Challenge ::
Can you pull out every one of the records below and reproduce each line word for word?

##### Available records #####

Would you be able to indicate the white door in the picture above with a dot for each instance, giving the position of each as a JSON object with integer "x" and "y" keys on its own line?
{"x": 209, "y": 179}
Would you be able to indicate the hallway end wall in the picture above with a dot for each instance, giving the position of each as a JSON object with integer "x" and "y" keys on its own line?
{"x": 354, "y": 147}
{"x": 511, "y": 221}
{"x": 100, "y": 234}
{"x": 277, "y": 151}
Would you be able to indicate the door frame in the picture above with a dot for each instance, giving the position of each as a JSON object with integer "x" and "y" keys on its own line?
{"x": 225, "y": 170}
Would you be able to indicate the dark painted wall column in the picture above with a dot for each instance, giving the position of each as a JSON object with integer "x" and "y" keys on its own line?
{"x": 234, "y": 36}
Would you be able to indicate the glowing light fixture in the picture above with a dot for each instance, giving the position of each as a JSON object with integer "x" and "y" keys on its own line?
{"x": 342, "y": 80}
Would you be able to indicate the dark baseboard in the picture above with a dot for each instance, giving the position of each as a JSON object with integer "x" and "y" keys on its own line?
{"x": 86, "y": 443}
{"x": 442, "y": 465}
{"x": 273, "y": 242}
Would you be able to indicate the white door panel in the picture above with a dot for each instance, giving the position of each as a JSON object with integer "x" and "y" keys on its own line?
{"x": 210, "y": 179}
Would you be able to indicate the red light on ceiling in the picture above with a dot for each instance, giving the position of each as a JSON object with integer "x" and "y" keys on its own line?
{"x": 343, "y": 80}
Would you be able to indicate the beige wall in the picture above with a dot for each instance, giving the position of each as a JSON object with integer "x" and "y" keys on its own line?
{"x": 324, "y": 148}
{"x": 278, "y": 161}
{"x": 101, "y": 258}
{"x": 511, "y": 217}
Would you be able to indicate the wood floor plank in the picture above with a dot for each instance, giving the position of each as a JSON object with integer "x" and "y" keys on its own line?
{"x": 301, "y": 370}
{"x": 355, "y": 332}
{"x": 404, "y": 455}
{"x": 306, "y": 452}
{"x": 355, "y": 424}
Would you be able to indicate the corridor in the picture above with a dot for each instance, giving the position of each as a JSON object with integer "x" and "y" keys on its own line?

#####

Correct response ::
Would you be able to indicate the white door in the picture above with a dot for each instance, giving the position of each as a JSON object with integer "x" and "y" keys on its own line?
{"x": 209, "y": 179}
Would you be able to indicate the hallway end wall in the picture above with a dot for each instance, giving the position of each as a JSON object with integer "x" and "y" keys on its own line?
{"x": 354, "y": 147}
{"x": 511, "y": 221}
{"x": 100, "y": 234}
{"x": 277, "y": 151}
Would you be able to indicate the door frame in the picture above with a dot for each instance, giving the position of each as a JSON object with integer "x" and "y" keys on its own line?
{"x": 225, "y": 170}
Would you be able to indicate the dark painted wall column in the picture above with a dot for each instance, giving the position of each as a JSON object with integer "x" and "y" keys on its own line?
{"x": 234, "y": 36}
Would you be able to indicate the glowing light fixture in the picture above with a dot for each instance, giving the position of each as a JSON object with integer "x" and "y" keys on its own line?
{"x": 342, "y": 80}
Would you be able to indicate the dark baseboard in the picture above with a dot for each instance, giving the position of each as a JSON object with integer "x" and "y" keys on its own line?
{"x": 86, "y": 443}
{"x": 442, "y": 465}
{"x": 273, "y": 242}
Would you be able to indicate the white door panel in the picture above with a dot for each instance, giving the position of each as a JSON object with integer "x" and "y" keys on its own line?
{"x": 210, "y": 179}
Would you be able to indicate the red light on ceiling in the picture above with a dot for each instance, giving the position of each as a JSON object with integer "x" and "y" keys on its own line?
{"x": 343, "y": 80}
Would you be able to indicate the beige wall in the picture above with a dot for each instance, giving the position of each as a JSON object with integer "x" and "y" keys on its own line?
{"x": 324, "y": 148}
{"x": 278, "y": 161}
{"x": 101, "y": 258}
{"x": 511, "y": 217}
Would you be able to indicate the wood floor plank in the picture above with a dot for each instance, giving the position of each as a JSON object with integer "x" and "y" keys on its own line?
{"x": 301, "y": 370}
{"x": 355, "y": 332}
{"x": 404, "y": 455}
{"x": 306, "y": 452}
{"x": 355, "y": 424}
Would you be able to indicate the corridor in the picture above with a dot for each instance, giving the position of each as a JSON object with integer "x" and "y" keys on its own line?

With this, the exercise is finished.